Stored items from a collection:
● ● ● ● ● ● ●

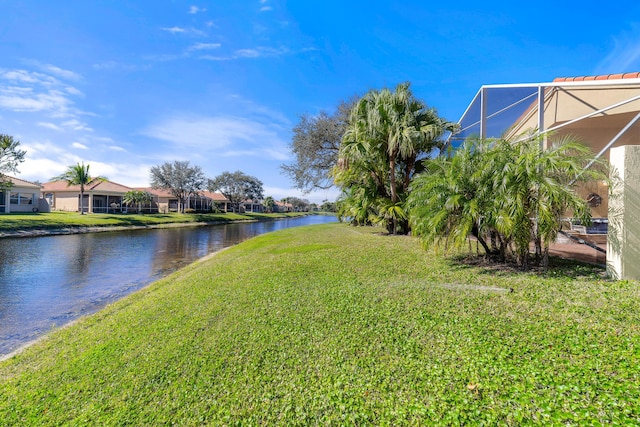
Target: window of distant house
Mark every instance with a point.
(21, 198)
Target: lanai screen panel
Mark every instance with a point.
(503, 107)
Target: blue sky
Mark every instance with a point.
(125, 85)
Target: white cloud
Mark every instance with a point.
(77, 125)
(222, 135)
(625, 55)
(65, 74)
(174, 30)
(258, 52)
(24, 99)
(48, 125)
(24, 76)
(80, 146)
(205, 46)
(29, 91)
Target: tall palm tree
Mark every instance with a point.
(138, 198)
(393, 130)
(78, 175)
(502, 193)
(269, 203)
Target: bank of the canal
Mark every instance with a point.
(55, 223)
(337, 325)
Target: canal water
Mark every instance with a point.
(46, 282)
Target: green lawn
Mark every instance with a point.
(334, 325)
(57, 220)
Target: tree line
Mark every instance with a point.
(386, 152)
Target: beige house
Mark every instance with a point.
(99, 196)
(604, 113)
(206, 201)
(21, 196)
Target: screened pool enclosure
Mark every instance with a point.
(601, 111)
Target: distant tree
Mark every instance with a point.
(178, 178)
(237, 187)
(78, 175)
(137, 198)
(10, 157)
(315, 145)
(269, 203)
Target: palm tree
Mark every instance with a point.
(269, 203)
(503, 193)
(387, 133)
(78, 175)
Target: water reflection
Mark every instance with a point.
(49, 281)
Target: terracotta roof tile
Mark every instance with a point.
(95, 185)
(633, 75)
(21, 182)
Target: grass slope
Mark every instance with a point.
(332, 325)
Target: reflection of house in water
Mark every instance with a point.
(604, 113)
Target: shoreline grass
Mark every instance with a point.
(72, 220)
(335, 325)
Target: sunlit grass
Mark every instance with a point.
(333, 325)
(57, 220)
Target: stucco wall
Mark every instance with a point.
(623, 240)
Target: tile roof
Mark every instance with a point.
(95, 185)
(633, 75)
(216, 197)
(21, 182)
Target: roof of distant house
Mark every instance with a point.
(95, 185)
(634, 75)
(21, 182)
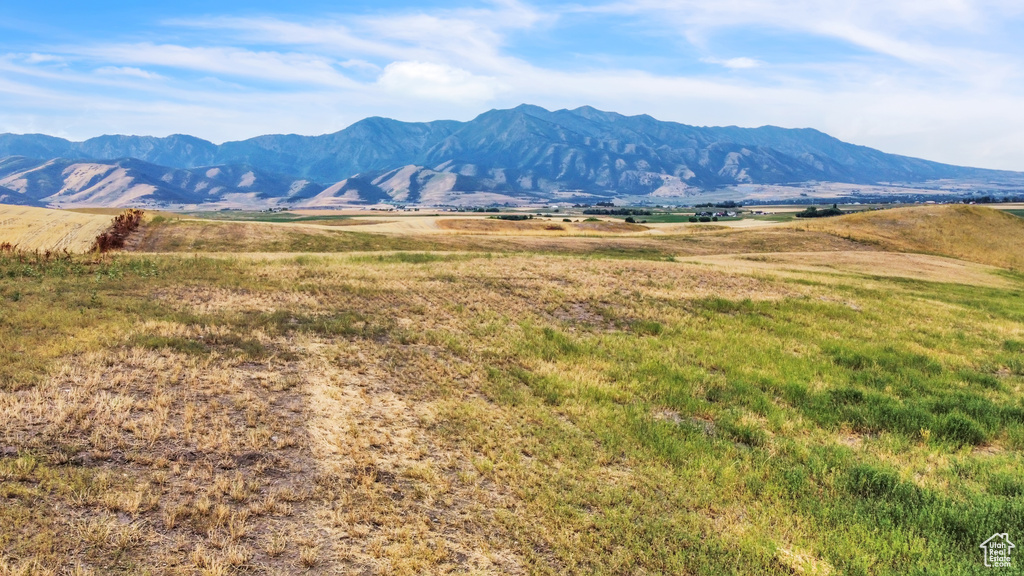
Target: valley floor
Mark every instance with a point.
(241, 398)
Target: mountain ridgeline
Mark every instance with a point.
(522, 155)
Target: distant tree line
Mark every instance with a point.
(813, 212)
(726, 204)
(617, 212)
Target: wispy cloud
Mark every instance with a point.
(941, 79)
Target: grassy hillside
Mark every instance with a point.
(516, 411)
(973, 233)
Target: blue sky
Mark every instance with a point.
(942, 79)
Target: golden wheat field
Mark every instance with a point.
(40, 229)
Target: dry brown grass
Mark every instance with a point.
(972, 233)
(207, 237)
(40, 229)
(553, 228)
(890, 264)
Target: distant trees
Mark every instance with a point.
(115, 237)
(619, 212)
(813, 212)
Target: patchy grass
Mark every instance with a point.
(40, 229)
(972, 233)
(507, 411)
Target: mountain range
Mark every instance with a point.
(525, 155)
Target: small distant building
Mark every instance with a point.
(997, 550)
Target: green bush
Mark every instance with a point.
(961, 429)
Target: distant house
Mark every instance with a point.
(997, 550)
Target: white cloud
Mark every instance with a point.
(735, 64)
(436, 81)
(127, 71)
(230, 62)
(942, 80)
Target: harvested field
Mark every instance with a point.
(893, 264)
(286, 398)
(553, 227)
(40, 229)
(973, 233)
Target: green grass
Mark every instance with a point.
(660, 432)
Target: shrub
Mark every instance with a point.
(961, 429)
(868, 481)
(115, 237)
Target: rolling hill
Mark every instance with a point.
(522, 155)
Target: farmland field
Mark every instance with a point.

● ● ● ● ● ● ●

Output every entry verbatim. Pictures do not belong in the copy.

Target: window of distant house
Mark every instance with a point.
(21, 198)
Target: lanai screen panel
Mark every instance with a point.
(503, 107)
Target: blue sky
Mark every instance with a point.
(125, 85)
Target: white cloud
Mark every instance with a point.
(77, 125)
(222, 135)
(625, 55)
(65, 74)
(174, 30)
(258, 52)
(24, 99)
(48, 125)
(24, 76)
(80, 146)
(205, 46)
(29, 91)
Target: tall palm tree
Mark every instance with a point.
(138, 198)
(393, 130)
(78, 175)
(502, 193)
(269, 203)
Target: bank of the canal
Mark every instance with a point.
(55, 223)
(337, 325)
Target: canal water
Mark every instance with a point.
(46, 282)
Target: green lawn
Mark every instance with a point.
(334, 325)
(57, 220)
Target: tree line
Mark every instance with a point.
(386, 152)
Target: beige house
Mark every instance with a point.
(99, 196)
(604, 113)
(206, 201)
(21, 196)
Target: screened pool enclosure
Mark every instance with a point.
(601, 111)
Target: distant tree
Mark every instance with a point.
(178, 178)
(237, 187)
(78, 175)
(137, 198)
(10, 157)
(315, 145)
(269, 203)
Target: palm tree
Mark every instance with a point.
(269, 203)
(503, 193)
(387, 133)
(78, 175)
Target: water reflection
Mark every instance with a point.
(49, 281)
Target: terracotta roof tile
Mark every instance with a point.
(95, 185)
(633, 75)
(21, 182)
Target: grass slope
Mark every instance with a point.
(332, 325)
Target: reflection of house in water
Mark every instance with a point.
(604, 113)
Target: shoreline grass
Mark every instance with a point.
(72, 220)
(335, 325)
Target: sunlit grass
Mark every instance with a point.
(333, 325)
(57, 220)
Target: stucco wall
Mark every instance with a point.
(623, 240)
Target: tile roof
Mark every instance with a point.
(95, 185)
(633, 75)
(216, 197)
(21, 182)
Target: roof of distant house
Mark every instance with a point.
(95, 185)
(634, 75)
(21, 182)
Target: valley floor
Mark every instance with a point.
(241, 398)
Target: mountain ridgeline
Mark every instance with a point.
(522, 155)
Target: distant tree line
Mark every instance with a point.
(813, 212)
(726, 204)
(617, 212)
Target: wispy cloud
Mark every instance with a point.
(941, 79)
Target: grassy hillside
Mark every instance with a point.
(516, 411)
(973, 233)
Target: blue sky
Mark every instance with a point.
(942, 79)
Target: golden wheat field
Mark every instance with a point.
(40, 229)
Target: dry brown grass
Mark every instance with a point.
(972, 233)
(207, 237)
(40, 229)
(553, 228)
(890, 264)
Target: distant trees
Mark every instance with a point.
(115, 237)
(619, 212)
(813, 212)
Target: patchy grass
Mark every instance with a point.
(40, 229)
(972, 233)
(507, 411)
Target: mountain range
Mark every instance with a point.
(525, 155)
Target: small distant building
Mark every instance with a point.
(997, 550)
Target: green bush
Mark every instance with a point.
(961, 429)
Target: distant house
Mark every instance with a point.
(997, 550)
Target: white cloud
Mark every instance with a point.
(735, 64)
(436, 81)
(127, 71)
(230, 62)
(942, 80)
Target: harvested field
Mark every instance with a point.
(893, 264)
(286, 398)
(553, 227)
(40, 229)
(973, 233)
Target: green grass
Mark every instance with a point.
(660, 432)
Target: shrub
Mark every instance with a point.
(961, 429)
(868, 481)
(115, 237)
Target: rolling hill
Mark every instance with a point.
(522, 155)
Target: farmland field
Mark every instance with a point.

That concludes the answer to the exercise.